» TASK STATEMENT: Continue the newsletter issue on evaluating RAG applications from where it stops.

The Tech Buffet #14: A 3-Step Approach To Evaluate Your LLM-based Applications

Stop selecting the parameters of your RAG randomly

Nov 19, 2023

Hello everyone 👋, Ahmed here. Welcome to The Tech Buffet, where I share practical insights to build industry-ready ML (and LLM) applications.

Tuning your RAG to get optimal performance takes time as this depends on various interdependent parameters: chunk size, overlap, top K retrieved docs, embedding models, LLM, etc.

The best combination often depends on your data and your use case: you can’t simply plug in the settings you used in the last project and hope for the same results.

Most people don’t address this issue properly and pick parameters almost randomly. While some are comfortable with this approach, I decided to tackle the problem numerically.

Here’s where evaluating your RAG comes in.

In this issue, I’ll show you a quick method you can follow to efficiently and quickly evaluate your RAGs across two tasks:

Retrieval
Generation

By mastering this evaluation pipeline, you can iterate, perform multiple experiments, compare them with metrics, and hopefully land on the best configuration

Let’s see how this works 👇.

» RECORDS SHOWN:
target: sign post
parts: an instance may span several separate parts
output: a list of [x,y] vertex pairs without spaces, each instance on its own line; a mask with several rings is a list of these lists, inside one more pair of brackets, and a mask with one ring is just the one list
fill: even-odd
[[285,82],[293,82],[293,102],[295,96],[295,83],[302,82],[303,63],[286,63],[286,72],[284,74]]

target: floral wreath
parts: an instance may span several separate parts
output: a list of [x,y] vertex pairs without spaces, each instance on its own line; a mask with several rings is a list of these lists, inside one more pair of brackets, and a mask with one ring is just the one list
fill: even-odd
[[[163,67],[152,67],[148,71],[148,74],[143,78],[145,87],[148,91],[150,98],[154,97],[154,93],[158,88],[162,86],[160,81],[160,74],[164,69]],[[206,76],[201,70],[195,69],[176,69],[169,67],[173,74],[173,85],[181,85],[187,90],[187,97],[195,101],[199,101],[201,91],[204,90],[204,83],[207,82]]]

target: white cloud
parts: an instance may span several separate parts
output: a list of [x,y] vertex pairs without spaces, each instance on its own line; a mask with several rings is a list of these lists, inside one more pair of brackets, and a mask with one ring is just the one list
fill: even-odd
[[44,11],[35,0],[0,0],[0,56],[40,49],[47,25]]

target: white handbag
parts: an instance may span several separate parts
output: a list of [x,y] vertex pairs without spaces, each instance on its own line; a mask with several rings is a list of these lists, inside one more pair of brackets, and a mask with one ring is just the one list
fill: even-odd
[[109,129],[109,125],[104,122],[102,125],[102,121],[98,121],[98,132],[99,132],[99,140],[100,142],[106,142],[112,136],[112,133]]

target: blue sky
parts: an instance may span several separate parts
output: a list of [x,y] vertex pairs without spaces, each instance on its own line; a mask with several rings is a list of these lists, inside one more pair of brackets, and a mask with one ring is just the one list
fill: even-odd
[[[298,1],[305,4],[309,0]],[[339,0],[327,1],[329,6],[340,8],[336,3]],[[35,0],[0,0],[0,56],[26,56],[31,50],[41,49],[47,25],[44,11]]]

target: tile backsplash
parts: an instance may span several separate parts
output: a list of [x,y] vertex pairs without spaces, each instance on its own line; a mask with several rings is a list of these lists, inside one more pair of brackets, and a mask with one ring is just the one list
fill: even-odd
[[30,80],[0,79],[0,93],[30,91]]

» EXPECTED ANSWER:
1—Create a synthetic dataset

Evaluating an LLM often requires annotating a test set manually. This takes time, requires domain expertise, and is prone to human errors.

Hopefully, LLMs can help us with this task.

Sample N chunks from your data. For each chunk, instruct an LLM to generate K tuples of questions and answers.
After the generation is complete, you will obtain a dataset of N*K tuples, each one having (question, answer, context).

Ps: The context here is the original paragraph and its metadata

Here’s the prompt I used in one of my projects:

Create exactly {num_questions} questions using the context and make sure each question doesn't reference
terms like "this study", "this research", or anything that's not available to the reader.

End each question with a '?' character and then in a newline write the answer to that question using only 
the context provided.
Separate each question/answer pair by "XXX"
Each question must start with "question:".
Each answer must start with "answer:".
CONTEXT = {context}

2—Run your RAG over each synthetic question

Once the dataset is built, you can use your RAG to perform predictions on each question.

This will generate answers backed by a set of retrieved sources.

For each question, make sure you list the retrieved documents: this will later be useful for evaluation.

3—Compute two evaluation metrics

Now, you can compute two scores for each question:

A retrieval score to assess the relevance of the retrieved documents
This score can be binary (1/0 for each prediction) and tells whether the true source for each question is in the list of the retrieved sources.

A quality score to evaluate the generated answer given the question and the ground-truth answer. Again, an LLM can be used in this task to produce such evaluation over 5.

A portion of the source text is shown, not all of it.